**Tasks for this exercise:**
1. In the post about coming back from an injury, output the passage from "There have been" to "a bit more." word for word.
2. In the post about coming back from an injury, how far back does the writer now look when measuring progress?

[START Text section]

What I learnt from previous injuries is that my body does not heal the way it did when I was younger and that I do need to slowly build things back up again so I don't reinjure it.  My brain knows that it will take time, that it will come back faster than before, that this is only a minor set back.  Funny how your brain can say all these thing but you really don't believe them and its easier to not do anything about it.  So why do we go on?  Well, I didn't start this journey to stop it now.

There have been a number of things this week that have helped me get back on track.  

  1. reading and memorizing Mastery - one part talks about how everyone is ordinary but its our actions that help us on the road to mastery.  

  2. Tai Chi classes - these classes are great alone, but when you have an injury, they help you move and slowly work those areas, gradually building strength and flexibility.  I have also found myself relaxing and allowing myself to be "in the moment"

  3. Morning workouts with Mr. Sollinger and Sifu Robinson - I HATE HAVING TO GET UP THAT EARLY but my best days are when we do our workouts together so after, I love that we do this.  Everyday I am able to do a bit more.

  4. My Instructors - I can't thank you all enough for letting me work on a backwards shoulder roll and some shrimping and then when I hit my limit, you have only supported me. This allows me to progress at my own pace.

  5. My successes - I had to stop looking back to before the injury occurred and measuring myself.  For now, I look back a week and measure from there. This way I can measure my improvements, even if they are small, and right now they are VERY small but they are still going in the right direction.

Now don't get me wrong, I am constantly needing to evaluate myself and ask "Is this just an excuse so I don't need to do something OR is it truly legitimate".  I can always find an excuse, but once I realize its an excuse, it is easier to get up and do something.

This is my road from an injury that has actually improved greatly in 4 weeks.  For those of you that have been struggling from more significant injuries, my heart goes out to you as I can imagine how hard and dark this road can be but please do not quit. Only when we quit are we truly beaten.

[END Text section]
[START Stored data]

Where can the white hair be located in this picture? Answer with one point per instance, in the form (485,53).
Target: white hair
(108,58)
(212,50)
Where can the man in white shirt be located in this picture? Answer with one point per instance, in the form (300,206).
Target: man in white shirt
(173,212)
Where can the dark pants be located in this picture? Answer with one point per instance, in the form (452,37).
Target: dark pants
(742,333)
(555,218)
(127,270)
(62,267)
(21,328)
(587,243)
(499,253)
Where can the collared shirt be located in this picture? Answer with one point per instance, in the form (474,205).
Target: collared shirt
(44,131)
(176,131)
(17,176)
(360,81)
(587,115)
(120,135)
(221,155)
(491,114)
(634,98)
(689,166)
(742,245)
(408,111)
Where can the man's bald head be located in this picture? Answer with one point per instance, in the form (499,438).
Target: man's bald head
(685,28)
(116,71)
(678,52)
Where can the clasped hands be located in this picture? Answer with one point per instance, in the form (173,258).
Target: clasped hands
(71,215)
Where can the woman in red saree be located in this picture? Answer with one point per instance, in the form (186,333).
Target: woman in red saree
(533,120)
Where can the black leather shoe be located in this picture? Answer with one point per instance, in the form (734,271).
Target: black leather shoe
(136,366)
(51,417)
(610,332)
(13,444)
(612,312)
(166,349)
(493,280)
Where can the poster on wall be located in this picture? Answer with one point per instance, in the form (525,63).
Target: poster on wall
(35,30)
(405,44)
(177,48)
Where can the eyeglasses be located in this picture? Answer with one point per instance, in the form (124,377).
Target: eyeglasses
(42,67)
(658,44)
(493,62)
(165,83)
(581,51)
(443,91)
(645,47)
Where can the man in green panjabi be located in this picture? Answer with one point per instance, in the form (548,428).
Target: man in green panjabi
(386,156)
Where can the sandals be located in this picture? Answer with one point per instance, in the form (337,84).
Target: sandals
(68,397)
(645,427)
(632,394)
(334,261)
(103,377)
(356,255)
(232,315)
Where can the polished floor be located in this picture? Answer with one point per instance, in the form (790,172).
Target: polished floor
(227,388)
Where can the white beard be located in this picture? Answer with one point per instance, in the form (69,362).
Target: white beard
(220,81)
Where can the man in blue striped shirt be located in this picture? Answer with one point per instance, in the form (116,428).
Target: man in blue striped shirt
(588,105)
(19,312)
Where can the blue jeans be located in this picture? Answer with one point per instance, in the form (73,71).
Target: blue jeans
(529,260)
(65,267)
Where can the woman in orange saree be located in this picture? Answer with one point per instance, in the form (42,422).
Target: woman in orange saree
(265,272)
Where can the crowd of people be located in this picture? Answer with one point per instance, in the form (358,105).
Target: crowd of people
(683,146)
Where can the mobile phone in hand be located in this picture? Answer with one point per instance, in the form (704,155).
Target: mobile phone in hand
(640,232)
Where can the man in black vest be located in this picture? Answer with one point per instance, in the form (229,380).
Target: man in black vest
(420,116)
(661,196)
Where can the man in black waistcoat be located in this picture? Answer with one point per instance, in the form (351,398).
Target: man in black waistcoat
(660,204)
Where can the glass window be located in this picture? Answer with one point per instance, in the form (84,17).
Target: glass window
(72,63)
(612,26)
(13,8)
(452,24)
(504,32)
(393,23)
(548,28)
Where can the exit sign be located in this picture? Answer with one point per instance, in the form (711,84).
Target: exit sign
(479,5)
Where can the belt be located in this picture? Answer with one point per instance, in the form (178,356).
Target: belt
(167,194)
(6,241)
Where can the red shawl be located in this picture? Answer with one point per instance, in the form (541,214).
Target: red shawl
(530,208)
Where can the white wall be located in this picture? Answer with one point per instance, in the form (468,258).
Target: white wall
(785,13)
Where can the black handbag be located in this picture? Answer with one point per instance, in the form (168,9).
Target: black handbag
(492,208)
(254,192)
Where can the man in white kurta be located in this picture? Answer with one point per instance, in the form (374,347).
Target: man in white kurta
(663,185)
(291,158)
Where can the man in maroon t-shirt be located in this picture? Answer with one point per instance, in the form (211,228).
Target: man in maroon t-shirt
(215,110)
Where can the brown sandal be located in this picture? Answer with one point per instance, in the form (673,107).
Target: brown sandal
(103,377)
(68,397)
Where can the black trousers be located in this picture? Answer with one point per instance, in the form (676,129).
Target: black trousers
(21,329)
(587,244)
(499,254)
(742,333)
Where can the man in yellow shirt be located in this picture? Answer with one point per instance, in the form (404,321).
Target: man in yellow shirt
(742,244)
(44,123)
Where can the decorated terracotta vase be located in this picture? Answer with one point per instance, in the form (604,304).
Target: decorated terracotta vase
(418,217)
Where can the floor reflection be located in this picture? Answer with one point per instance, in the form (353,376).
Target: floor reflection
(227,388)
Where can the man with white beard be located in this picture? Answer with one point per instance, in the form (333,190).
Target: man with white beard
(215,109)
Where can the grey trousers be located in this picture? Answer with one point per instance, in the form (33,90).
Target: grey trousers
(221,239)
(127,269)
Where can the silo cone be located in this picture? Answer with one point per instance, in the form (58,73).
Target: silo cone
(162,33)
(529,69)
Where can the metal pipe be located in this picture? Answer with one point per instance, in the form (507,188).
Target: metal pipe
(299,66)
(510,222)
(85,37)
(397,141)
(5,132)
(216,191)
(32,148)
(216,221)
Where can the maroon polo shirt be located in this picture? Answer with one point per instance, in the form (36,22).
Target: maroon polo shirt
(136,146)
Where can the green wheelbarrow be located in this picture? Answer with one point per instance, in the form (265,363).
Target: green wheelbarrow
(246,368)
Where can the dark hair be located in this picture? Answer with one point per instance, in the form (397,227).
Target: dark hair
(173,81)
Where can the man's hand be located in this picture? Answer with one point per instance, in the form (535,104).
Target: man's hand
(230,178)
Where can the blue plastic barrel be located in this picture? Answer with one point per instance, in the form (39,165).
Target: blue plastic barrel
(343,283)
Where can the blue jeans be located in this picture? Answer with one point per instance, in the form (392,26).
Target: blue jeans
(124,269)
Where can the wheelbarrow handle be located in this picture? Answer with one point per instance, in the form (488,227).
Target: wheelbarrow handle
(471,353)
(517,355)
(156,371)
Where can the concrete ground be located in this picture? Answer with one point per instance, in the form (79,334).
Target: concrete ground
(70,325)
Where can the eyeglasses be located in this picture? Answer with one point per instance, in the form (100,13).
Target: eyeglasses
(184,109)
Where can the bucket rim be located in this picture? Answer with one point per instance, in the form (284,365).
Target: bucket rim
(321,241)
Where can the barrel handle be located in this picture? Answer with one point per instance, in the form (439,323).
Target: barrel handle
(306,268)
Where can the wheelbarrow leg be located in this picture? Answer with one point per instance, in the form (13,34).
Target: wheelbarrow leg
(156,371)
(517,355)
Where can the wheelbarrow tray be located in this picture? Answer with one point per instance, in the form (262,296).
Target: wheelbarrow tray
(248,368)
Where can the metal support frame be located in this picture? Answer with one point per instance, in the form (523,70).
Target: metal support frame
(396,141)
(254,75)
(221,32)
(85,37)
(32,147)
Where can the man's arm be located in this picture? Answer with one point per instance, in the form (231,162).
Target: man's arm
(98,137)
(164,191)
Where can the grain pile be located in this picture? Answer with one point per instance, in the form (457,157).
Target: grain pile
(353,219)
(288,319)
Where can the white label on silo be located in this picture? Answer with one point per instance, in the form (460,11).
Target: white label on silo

[END Stored data]

**Solutions for each task:**
1.
There have been a number of things this week that have helped me get back on track.  

  1. reading and memorizing Mastery - one part talks about how everyone is ordinary but its our actions that help us on the road to mastery.  

  2. Tai Chi classes - these classes are great alone, but when you have an injury, they help you move and slowly work those areas, gradually building strength and flexibility.  I have also found myself relaxing and allowing myself to be "in the moment"

  3. Morning workouts with Mr. Sollinger and Sifu Robinson - I HATE HAVING TO GET UP THAT EARLY but my best days are when we do our workouts together so after, I love that we do this.  Everyday I am able to do a bit more.

2. One week.